• _Task description_:
Please give the lines of the data below, from the line with "Where can you spot the flower" to the line with "column 202, row 61", both included, as a JSON list of strings with one string per line and blank lines left out. Include no other lines.
*** Provided information ***
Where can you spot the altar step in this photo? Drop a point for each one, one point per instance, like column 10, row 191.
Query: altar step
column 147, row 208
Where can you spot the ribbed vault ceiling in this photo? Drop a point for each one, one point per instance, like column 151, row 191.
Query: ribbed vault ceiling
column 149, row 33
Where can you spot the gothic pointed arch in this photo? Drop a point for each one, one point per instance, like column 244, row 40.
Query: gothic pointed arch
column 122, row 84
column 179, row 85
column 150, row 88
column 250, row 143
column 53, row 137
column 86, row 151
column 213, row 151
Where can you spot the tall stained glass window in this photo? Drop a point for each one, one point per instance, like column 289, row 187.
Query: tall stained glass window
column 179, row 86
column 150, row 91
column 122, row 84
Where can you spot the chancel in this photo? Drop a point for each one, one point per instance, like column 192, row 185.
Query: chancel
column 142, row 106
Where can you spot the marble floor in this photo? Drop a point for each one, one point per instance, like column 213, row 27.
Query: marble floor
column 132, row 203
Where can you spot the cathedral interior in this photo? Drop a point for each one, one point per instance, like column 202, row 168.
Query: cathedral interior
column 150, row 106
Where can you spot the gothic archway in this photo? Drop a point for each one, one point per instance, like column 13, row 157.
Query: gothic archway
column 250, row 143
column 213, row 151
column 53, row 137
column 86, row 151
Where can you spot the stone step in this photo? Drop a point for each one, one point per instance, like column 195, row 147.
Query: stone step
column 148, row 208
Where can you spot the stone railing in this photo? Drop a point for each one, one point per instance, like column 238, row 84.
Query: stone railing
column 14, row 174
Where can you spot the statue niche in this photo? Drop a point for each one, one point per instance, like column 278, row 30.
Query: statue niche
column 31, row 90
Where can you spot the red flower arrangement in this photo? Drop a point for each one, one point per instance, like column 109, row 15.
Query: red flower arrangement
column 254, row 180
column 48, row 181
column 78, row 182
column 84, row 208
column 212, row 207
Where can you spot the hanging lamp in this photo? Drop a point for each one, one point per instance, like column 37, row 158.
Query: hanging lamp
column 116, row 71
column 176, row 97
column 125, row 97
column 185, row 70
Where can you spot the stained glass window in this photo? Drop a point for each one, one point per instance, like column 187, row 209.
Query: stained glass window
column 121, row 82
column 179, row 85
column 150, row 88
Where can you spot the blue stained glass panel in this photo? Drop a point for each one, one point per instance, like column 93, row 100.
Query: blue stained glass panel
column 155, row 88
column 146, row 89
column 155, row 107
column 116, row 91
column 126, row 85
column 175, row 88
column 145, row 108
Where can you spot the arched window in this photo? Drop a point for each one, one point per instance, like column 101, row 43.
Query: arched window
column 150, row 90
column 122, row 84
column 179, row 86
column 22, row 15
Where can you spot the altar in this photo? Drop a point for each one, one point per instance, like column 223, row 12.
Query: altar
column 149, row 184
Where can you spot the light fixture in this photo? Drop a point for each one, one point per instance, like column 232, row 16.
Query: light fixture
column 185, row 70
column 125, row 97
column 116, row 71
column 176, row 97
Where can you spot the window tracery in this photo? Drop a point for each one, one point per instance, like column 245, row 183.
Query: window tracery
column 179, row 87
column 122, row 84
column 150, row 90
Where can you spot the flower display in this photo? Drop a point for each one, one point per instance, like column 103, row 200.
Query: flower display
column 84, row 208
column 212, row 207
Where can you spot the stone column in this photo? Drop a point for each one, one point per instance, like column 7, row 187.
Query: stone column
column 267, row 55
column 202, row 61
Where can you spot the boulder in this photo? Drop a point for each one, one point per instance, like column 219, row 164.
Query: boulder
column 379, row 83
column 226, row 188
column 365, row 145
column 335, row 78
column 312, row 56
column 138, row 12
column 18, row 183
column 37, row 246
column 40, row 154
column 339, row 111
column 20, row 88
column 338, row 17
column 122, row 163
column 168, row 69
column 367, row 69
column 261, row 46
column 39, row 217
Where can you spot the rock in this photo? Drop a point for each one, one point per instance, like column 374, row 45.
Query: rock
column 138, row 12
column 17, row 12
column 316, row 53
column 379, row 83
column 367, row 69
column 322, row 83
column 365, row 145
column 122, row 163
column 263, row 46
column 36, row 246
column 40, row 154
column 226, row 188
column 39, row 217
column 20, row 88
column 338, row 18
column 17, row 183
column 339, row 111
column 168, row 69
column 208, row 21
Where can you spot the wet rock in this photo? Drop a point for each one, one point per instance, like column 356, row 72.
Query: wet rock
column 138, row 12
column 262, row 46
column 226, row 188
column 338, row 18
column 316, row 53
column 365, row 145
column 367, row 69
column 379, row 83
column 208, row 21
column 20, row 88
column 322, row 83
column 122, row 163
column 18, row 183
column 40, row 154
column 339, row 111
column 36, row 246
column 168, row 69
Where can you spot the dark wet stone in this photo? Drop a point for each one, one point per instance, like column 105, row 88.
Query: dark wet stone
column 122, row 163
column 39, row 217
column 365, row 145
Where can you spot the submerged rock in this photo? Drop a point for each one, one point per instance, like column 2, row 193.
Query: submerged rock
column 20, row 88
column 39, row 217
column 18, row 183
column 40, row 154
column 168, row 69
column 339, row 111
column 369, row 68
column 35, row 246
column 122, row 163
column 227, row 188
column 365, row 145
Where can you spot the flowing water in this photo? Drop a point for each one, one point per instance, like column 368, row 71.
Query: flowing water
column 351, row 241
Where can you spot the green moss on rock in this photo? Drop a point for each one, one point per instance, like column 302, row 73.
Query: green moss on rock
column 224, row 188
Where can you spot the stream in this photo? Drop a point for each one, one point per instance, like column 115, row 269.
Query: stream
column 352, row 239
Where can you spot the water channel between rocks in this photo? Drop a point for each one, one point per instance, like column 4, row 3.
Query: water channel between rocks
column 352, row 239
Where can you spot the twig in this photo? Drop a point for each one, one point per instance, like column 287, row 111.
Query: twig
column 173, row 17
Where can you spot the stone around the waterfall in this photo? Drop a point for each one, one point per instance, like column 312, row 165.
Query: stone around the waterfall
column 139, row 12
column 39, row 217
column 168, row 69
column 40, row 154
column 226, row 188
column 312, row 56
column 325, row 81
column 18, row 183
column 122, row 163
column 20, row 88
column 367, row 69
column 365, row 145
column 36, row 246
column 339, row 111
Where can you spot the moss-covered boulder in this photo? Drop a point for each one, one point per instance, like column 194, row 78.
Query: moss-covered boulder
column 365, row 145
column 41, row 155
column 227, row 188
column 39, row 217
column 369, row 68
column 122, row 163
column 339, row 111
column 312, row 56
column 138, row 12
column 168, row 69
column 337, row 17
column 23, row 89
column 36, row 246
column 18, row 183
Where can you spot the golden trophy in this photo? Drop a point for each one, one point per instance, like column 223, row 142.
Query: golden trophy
***
• _Completed exercise_:
[
  "Where can you spot the flower display in this photo? Drop a point for each one, one point per instance, like column 103, row 200.",
  "Query: flower display",
  "column 84, row 208",
  "column 212, row 207",
  "Where can you spot the stone column in this photo? Drop a point for each one, one point per instance, like column 7, row 187.",
  "Query: stone column",
  "column 267, row 55",
  "column 202, row 61"
]